◆ **LISTED ENTRIES**
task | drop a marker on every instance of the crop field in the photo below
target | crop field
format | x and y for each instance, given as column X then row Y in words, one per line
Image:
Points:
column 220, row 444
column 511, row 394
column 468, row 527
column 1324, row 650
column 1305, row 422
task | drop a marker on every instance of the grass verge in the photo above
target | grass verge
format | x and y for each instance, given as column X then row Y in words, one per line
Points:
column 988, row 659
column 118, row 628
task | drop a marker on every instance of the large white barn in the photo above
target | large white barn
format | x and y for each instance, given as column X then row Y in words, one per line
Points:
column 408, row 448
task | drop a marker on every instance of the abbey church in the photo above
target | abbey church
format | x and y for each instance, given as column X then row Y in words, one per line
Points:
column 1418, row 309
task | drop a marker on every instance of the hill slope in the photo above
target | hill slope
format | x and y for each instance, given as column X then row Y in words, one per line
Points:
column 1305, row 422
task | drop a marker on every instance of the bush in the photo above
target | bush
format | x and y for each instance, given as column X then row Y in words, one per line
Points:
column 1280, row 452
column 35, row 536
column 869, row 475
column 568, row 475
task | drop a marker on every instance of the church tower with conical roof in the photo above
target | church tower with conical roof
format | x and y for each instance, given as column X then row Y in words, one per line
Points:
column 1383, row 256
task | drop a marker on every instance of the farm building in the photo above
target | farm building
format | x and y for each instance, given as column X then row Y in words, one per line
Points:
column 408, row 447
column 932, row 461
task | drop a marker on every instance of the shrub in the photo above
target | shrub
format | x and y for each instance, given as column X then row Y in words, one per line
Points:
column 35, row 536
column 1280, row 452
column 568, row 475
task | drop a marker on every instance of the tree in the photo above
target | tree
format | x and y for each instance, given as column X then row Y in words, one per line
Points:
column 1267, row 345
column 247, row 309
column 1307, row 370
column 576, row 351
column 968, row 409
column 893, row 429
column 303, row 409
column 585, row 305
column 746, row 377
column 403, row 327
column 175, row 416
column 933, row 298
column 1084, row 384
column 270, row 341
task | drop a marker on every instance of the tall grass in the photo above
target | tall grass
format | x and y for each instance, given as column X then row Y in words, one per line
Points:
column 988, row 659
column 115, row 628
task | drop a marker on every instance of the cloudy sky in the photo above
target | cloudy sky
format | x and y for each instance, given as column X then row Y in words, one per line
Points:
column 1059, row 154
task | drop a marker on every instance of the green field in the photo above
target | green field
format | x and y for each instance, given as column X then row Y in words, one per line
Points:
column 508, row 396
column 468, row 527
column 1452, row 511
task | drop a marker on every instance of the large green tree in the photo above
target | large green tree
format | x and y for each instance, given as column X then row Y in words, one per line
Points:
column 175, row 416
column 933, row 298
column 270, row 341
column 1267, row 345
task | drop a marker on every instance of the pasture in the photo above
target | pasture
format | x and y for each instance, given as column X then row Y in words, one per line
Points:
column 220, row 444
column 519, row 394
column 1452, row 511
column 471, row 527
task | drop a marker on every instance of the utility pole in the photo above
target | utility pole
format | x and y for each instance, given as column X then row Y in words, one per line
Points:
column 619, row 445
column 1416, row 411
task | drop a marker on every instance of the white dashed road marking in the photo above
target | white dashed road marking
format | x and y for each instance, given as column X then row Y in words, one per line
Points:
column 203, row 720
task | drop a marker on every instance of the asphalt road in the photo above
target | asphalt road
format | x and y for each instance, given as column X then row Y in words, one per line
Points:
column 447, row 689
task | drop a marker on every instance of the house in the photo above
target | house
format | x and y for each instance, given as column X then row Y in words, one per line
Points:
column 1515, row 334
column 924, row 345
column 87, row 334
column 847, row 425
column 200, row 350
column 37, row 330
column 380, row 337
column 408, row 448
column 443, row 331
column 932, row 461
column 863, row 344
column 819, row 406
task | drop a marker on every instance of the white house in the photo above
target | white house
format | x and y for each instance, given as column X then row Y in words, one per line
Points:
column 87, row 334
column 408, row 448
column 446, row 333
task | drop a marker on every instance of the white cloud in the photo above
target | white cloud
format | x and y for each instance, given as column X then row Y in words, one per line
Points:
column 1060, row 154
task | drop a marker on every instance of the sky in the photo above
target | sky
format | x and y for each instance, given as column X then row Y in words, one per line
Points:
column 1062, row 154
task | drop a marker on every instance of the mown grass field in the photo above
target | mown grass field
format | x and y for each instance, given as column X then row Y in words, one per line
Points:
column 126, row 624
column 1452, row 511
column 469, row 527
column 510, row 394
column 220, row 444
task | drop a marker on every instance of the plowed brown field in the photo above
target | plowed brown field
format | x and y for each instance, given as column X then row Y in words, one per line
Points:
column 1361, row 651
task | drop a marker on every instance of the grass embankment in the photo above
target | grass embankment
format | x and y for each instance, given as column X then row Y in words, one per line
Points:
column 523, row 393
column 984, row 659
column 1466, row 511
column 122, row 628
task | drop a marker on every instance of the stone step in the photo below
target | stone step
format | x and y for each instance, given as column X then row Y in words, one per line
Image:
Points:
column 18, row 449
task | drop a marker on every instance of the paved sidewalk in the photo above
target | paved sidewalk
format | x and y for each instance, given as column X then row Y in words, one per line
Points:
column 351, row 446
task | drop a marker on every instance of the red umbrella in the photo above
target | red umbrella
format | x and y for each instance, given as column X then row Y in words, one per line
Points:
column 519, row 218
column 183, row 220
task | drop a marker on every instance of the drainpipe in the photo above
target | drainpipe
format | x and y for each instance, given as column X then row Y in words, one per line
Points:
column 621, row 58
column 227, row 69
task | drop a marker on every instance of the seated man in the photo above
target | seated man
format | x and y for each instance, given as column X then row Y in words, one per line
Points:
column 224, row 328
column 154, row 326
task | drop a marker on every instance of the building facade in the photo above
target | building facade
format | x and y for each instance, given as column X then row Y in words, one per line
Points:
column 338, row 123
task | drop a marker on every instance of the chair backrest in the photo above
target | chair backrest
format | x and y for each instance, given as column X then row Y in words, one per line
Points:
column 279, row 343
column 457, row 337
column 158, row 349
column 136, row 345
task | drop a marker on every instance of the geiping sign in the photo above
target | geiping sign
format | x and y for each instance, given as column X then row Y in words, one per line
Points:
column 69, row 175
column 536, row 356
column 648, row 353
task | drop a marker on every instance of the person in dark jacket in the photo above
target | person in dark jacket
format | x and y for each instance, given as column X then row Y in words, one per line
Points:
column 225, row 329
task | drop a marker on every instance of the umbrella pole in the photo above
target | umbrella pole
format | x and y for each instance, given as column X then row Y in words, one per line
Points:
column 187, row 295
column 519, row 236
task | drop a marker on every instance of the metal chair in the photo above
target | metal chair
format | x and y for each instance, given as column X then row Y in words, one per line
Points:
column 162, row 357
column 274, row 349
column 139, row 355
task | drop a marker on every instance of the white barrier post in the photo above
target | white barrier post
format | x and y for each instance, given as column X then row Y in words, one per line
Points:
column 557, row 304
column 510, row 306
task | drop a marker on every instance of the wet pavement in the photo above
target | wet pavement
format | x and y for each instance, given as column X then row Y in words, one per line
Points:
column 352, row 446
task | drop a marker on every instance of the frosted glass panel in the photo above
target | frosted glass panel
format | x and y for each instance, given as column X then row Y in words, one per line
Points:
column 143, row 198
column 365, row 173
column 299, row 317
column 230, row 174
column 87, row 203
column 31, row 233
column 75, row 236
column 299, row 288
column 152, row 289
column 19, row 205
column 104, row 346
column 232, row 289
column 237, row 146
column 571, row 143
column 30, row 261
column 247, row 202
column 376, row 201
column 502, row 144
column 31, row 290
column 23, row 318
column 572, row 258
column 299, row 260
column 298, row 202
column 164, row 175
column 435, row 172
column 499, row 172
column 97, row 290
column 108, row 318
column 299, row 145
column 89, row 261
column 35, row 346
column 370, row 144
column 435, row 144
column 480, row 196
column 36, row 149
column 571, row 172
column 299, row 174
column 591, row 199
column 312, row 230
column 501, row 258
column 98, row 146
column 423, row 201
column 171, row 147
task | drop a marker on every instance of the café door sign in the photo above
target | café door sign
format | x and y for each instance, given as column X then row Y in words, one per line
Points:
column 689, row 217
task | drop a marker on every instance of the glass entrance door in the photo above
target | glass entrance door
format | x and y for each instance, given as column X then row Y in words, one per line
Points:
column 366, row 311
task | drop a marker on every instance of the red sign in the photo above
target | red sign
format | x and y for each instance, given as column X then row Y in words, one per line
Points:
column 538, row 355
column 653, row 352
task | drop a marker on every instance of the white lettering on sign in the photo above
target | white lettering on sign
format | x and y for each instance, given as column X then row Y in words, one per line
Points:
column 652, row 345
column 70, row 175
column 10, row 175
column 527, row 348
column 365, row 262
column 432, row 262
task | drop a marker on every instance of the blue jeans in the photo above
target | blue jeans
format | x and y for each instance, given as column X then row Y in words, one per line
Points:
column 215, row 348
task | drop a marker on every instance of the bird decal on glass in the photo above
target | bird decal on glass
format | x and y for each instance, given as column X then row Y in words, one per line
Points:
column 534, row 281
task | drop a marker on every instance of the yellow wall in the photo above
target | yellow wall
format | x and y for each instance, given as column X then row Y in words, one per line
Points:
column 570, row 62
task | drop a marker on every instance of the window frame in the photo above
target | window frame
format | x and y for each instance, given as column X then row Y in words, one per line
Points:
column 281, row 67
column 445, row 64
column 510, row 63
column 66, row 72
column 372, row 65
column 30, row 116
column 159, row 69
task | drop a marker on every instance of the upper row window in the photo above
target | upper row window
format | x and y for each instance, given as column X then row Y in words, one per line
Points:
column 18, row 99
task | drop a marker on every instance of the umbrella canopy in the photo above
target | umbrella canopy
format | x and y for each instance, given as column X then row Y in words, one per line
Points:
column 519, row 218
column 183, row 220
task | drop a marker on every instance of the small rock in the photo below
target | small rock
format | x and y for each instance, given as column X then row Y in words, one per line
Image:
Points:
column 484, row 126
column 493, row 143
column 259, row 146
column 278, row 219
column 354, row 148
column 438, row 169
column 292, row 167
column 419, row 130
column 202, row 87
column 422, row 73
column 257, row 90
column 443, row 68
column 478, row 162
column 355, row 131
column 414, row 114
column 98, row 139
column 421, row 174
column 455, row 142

◆ **WHAT IS REQUIRED**
Turn the material into a numbered list, starting at the line that contains "canopy in the photo above" and ending at the final line of the material, with both of those lines included and any blank lines left out.

◆ **WORKED SOLUTION**
1. task | drop a marker on every instance of the umbrella canopy in the photo above
2. target | umbrella canopy
3. format | x and y for each instance, given as column X then row Y in words, one per line
4. Points:
5. column 519, row 218
6. column 183, row 220
7. task | drop a marker on every instance of the small rock in the photo below
8. target | small rock
9. format | x and y for each instance, given as column X then row Y in words, one per line
10. Image:
11. Points:
12. column 484, row 126
13. column 493, row 143
14. column 259, row 146
15. column 278, row 219
16. column 354, row 148
17. column 438, row 169
18. column 292, row 167
19. column 419, row 130
20. column 202, row 87
21. column 422, row 73
22. column 257, row 90
23. column 443, row 68
24. column 478, row 162
25. column 355, row 131
26. column 414, row 114
27. column 98, row 139
28. column 421, row 174
29. column 455, row 142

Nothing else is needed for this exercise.